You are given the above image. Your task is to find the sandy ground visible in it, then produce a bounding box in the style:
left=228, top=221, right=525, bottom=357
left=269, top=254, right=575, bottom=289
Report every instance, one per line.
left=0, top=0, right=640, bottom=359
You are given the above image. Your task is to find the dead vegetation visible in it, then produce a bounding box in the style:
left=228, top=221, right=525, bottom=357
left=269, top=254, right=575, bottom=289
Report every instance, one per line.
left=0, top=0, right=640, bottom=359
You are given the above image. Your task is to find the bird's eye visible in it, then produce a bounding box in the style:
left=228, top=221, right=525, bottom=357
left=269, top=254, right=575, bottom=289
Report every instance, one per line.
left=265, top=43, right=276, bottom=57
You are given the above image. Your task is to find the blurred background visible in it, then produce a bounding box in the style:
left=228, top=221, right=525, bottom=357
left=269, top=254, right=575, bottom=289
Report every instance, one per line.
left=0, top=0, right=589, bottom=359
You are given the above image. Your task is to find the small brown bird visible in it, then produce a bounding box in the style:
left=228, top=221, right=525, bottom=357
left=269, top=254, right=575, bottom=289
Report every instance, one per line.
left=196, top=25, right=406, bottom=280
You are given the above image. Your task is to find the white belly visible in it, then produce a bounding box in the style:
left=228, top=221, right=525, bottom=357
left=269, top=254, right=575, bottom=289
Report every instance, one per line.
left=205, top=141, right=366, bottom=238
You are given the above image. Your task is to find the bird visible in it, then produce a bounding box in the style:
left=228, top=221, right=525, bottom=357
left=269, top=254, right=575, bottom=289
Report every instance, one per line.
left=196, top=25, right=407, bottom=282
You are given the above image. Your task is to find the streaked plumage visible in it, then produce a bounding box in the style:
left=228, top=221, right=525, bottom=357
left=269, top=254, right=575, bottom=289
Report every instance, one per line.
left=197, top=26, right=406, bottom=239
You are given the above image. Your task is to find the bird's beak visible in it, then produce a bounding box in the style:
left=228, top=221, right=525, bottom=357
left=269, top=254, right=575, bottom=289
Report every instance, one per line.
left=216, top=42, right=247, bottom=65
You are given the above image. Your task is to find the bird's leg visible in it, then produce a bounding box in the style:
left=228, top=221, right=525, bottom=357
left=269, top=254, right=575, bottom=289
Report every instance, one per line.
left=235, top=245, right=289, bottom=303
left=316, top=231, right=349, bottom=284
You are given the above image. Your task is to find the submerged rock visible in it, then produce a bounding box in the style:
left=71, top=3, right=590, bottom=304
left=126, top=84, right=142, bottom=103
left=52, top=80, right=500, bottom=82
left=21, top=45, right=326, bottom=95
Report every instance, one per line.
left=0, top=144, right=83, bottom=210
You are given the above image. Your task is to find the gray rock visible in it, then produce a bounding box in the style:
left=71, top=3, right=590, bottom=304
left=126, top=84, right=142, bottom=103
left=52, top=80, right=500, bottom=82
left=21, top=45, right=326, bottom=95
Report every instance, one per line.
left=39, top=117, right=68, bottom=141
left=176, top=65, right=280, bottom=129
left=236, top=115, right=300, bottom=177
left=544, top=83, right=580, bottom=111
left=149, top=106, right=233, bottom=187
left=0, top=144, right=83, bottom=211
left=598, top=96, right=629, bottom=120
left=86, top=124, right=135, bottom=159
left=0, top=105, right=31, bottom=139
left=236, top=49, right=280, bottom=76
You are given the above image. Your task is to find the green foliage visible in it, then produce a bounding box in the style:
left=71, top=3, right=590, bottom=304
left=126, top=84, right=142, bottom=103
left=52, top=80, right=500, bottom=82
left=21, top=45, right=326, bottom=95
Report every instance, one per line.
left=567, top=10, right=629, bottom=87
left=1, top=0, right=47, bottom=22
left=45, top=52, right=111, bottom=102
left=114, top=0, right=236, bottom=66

-------------------------

* **INSTRUCTION**
How many lines in the records above contain the string "bird"? Reply with the number alone.

* **SOLUTION TO THE PROBLEM**
5